• _The request_
Please recast all of the material below as a numbered list with one line per entry, leaving out any blank lines.

[Stored items]
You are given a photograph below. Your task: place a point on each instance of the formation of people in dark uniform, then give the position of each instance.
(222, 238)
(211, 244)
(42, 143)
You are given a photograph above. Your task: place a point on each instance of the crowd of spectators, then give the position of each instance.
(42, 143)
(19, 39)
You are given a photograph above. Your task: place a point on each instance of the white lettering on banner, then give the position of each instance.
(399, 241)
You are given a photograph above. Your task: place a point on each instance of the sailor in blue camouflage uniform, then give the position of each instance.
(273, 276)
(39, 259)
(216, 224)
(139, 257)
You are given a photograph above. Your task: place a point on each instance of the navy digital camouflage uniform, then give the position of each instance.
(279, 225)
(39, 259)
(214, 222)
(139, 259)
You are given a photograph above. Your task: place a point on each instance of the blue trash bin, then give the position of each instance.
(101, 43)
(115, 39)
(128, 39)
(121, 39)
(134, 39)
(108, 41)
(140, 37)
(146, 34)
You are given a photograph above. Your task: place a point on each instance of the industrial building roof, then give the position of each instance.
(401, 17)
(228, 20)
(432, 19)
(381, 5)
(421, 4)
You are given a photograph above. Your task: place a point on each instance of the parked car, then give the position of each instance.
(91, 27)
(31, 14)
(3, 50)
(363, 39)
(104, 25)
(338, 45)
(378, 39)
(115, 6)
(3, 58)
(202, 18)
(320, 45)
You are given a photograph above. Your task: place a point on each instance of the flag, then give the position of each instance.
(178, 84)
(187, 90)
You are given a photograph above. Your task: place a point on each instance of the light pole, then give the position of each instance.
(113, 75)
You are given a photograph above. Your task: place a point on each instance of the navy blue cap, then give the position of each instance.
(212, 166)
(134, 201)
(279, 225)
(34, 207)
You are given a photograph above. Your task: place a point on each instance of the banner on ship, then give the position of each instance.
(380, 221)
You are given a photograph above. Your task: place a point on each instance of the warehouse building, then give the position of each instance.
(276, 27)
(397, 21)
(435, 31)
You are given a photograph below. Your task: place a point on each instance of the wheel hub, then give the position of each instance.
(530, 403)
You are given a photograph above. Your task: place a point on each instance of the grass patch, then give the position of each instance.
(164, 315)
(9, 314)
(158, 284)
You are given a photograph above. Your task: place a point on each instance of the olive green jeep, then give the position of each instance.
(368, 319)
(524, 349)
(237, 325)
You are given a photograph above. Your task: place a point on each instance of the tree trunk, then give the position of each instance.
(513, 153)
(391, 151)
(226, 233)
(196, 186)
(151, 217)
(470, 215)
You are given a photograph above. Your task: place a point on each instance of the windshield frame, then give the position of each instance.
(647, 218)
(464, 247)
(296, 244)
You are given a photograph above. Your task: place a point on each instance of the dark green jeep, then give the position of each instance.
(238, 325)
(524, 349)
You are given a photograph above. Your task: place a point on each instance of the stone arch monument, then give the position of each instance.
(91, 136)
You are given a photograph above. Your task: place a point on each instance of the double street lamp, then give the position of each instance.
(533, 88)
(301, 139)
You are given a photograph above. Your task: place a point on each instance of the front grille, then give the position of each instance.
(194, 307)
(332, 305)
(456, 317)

• _Task answer_
1. You are given a photograph below. Your task: place a point on each instance of the formation of people in dark uniform, then give the position of each instance.
2. (222, 238)
3. (211, 244)
4. (42, 143)
5. You are given a photograph above. Your task: place a point on each instance of the crowd of spectators, then give the position of each instance.
6. (42, 143)
7. (19, 39)
8. You are given a photograph above. Your task: place a point on each instance of the white lettering on banner, then give the position of each instance.
9. (399, 241)
10. You are given a photograph above. Your task: place a point on each instance of the sailor in blue camouflage uniform, then give the position of each instance.
11. (273, 276)
12. (39, 259)
13. (216, 224)
14. (139, 257)
15. You are given a photograph above. Your task: place a point on each instance of the navy digital camouflage uniform, then give the position of each instance.
16. (279, 225)
17. (39, 259)
18. (214, 222)
19. (139, 259)
20. You are given a photograph above. Your task: place a point on each instance of the blue trash bin, then give the position of each instance.
21. (101, 43)
22. (115, 39)
23. (128, 39)
24. (121, 39)
25. (134, 39)
26. (108, 41)
27. (140, 37)
28. (146, 34)
29. You are given a photograph above. Your task: place a point on each instance of the industrial building roof, then give the position of each instance.
30. (401, 17)
31. (228, 20)
32. (432, 19)
33. (381, 5)
34. (421, 4)
35. You are given a photograph above. Your task: place a point on each instance of the parked car, then give the position of each instance.
36. (91, 27)
37. (31, 14)
38. (3, 50)
39. (363, 39)
40. (104, 25)
41. (338, 45)
42. (378, 39)
43. (115, 6)
44. (3, 58)
45. (202, 18)
46. (320, 45)
47. You are given a photograph above. Your task: place a point on each instance of the flag, then give the position of each instance.
48. (178, 84)
49. (187, 90)
50. You are given a photograph above. Your task: place a point on each instance of the light pole, then give the position of each instance.
51. (113, 75)
52. You are given a photograph above. Your task: place a point on each instance of the navy blue cap, then give the position of each instance.
53. (212, 166)
54. (134, 201)
55. (279, 225)
56. (34, 207)
57. You are given a photograph above. Your task: place a point on each instance of the banner on ship, then give the position of each instance.
58. (380, 221)
59. You are given a photograph above. Your task: place a point on each instance of the warehouse building, then give the position of each instance.
60. (276, 27)
61. (397, 21)
62. (435, 31)
63. You are given a photograph below. Your task: place a point on each instance of the wheel hub, then give the position of each instance.
64. (530, 403)
65. You are given a photograph above. Your task: place a point on each instance of the grass patch, then give the position of each instance.
66. (164, 315)
67. (9, 314)
68. (158, 284)
69. You are given a photograph above. Your task: place a point on each instance of the olive green jeep, then give the position of each instance.
70. (368, 319)
71. (524, 349)
72. (237, 325)
73. You are given a photograph above. Your task: place a point on each instance of the tree trunk, then give the position of each instance.
74. (513, 153)
75. (391, 151)
76. (226, 233)
77. (196, 186)
78. (151, 217)
79. (470, 215)
80. You are given a photograph above. Your task: place a point on each instance of the windshield frame, then give the position of each instance.
81. (647, 218)
82. (464, 247)
83. (296, 244)
84. You are given a photograph above. Your task: place a point on each instance of the dark green jeep, then give the position of each instance.
85. (238, 325)
86. (524, 349)
87. You are given a photograph above. Your task: place a point on each instance of the stone arch monument, then give the position of each instance.
88. (91, 136)
89. You are given a photograph above. Your task: place a point on each instance of the double street lamp, then give the position of each instance.
90. (533, 88)
91. (301, 139)
92. You are given a photograph above. Your task: place a point on each instance of the front grille, then give the position of each instance.
93. (194, 307)
94. (332, 305)
95. (456, 317)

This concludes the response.